YOUR INSTRUCTIONS ▸
Rewrite all of the data below, putting "Label" wherever "Target" appears and leaving everything else unchanged. Omit the pictures from your answer.

RECORDED INFORMATION ▸
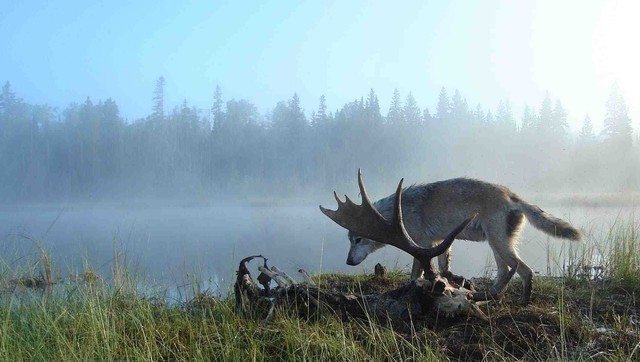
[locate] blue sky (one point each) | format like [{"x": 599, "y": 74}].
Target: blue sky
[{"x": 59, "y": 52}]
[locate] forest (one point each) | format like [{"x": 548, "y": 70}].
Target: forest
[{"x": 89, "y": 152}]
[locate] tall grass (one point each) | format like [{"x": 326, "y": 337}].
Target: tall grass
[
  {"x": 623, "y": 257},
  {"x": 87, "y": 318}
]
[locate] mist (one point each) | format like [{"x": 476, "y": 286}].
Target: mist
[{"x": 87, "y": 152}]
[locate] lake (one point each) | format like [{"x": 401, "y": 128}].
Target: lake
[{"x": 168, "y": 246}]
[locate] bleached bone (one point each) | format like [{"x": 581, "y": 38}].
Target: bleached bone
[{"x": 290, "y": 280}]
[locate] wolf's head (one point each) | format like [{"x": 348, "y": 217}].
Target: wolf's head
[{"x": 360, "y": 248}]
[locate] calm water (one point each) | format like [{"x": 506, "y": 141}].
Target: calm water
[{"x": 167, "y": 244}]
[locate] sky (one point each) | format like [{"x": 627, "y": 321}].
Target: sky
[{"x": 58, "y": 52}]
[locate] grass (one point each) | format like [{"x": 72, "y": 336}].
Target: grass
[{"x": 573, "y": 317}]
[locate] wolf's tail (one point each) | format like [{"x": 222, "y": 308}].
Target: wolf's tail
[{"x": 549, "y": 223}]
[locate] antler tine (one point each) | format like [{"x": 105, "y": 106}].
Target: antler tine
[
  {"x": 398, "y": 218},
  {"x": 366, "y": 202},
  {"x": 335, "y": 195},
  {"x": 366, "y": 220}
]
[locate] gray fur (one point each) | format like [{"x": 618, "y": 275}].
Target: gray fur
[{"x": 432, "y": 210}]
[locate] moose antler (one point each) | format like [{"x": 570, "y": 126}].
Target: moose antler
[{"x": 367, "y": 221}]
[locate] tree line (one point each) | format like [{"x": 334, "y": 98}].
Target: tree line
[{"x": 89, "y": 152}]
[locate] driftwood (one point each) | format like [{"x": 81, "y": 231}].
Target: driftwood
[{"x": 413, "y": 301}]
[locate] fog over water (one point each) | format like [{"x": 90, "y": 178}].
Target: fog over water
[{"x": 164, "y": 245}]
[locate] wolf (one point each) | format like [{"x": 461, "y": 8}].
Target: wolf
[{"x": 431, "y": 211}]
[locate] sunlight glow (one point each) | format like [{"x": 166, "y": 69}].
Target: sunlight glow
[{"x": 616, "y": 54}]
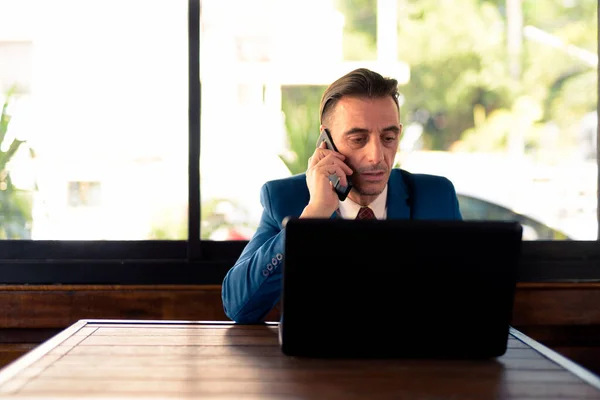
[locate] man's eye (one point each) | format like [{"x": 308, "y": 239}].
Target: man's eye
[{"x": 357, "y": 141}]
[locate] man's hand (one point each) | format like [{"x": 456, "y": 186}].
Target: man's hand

PROBLEM SOLUTION ▸
[locate] blue sky (one point each) | format like [{"x": 599, "y": 74}].
Label: blue sky
[{"x": 59, "y": 52}]
[locate] forest (one point each) | format like [{"x": 548, "y": 70}].
Label: forest
[{"x": 89, "y": 152}]
[locate] tall grass (one point each) | format like [{"x": 326, "y": 337}].
Label: tall grass
[
  {"x": 623, "y": 257},
  {"x": 87, "y": 318}
]
[locate] mist (one point each) | format like [{"x": 476, "y": 286}].
Label: mist
[{"x": 87, "y": 152}]
[locate] lake (one point each) | format like [{"x": 401, "y": 128}].
Label: lake
[{"x": 168, "y": 246}]
[locate] bleached bone (one point each) | format like [{"x": 581, "y": 38}].
Label: bleached bone
[{"x": 290, "y": 280}]
[locate] wolf's head (one point each) | format like [{"x": 348, "y": 217}].
Label: wolf's head
[{"x": 360, "y": 248}]
[locate] calm water (one point each) | format like [{"x": 506, "y": 141}].
Label: calm water
[{"x": 167, "y": 244}]
[locate] sky (one point each) | format like [{"x": 627, "y": 321}].
Label: sky
[{"x": 58, "y": 52}]
[locate] grass (one point each) | format like [{"x": 72, "y": 336}].
Label: grass
[{"x": 573, "y": 317}]
[locate] wolf's tail (one point each) | format like [{"x": 222, "y": 308}].
Label: wolf's tail
[{"x": 549, "y": 223}]
[locate] antler tine (one point each) | format like [{"x": 105, "y": 106}].
Label: antler tine
[
  {"x": 398, "y": 218},
  {"x": 366, "y": 202},
  {"x": 335, "y": 195},
  {"x": 366, "y": 220}
]
[locate] gray fur (one point each) | format like [{"x": 618, "y": 275}].
Label: gray fur
[{"x": 432, "y": 210}]
[locate] moose antler (one point each) | format like [{"x": 570, "y": 126}].
Label: moose antler
[{"x": 367, "y": 221}]
[locate] tree line (one point each) | format like [{"x": 334, "y": 98}].
Label: tree line
[{"x": 89, "y": 152}]
[locate] driftwood (one point each) | format like [{"x": 81, "y": 231}].
Label: driftwood
[{"x": 413, "y": 301}]
[locate] fog over water (one point each) | format like [{"x": 90, "y": 178}].
Label: fog over water
[{"x": 164, "y": 245}]
[locate] wolf (one point each) | format like [{"x": 461, "y": 8}].
Label: wolf
[{"x": 431, "y": 211}]
[locate] sunlight glow (one point each) | format like [{"x": 166, "y": 69}].
Label: sunlight glow
[{"x": 616, "y": 54}]
[locate] man's eye (one point each) | format like [{"x": 308, "y": 239}].
Label: man's eye
[{"x": 357, "y": 141}]
[locate] man's hand (one point each) | format like [{"x": 456, "y": 186}].
Label: man's hand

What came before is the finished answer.